▸ **Written problem**: Collect every line in the items below that contains the string "return".

▸ **Source data**:
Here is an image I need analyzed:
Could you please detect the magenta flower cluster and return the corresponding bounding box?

--

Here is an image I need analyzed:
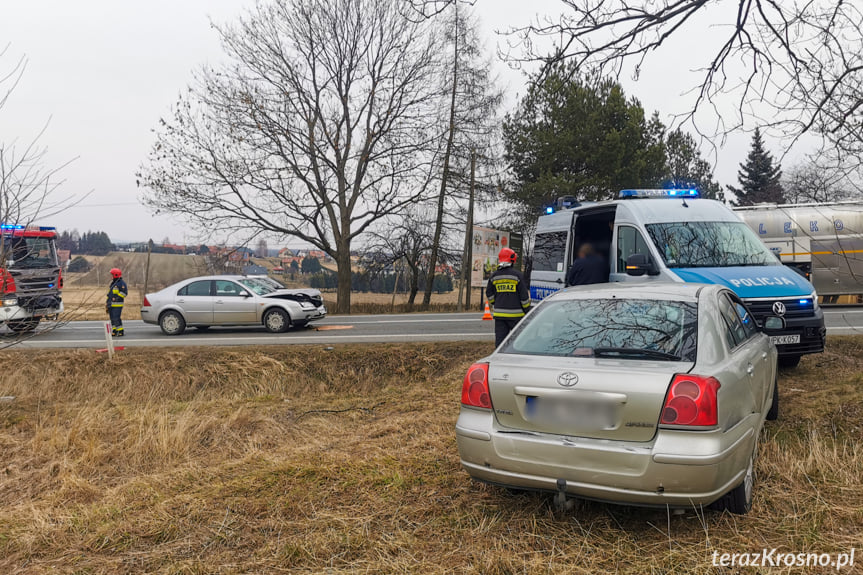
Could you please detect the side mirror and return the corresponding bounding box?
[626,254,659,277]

▸ **Written response**:
Could you please detect the magenta flower cluster and return the corresponding bounding box?
Could you please detect the side mirror and return the corresponding bounding box?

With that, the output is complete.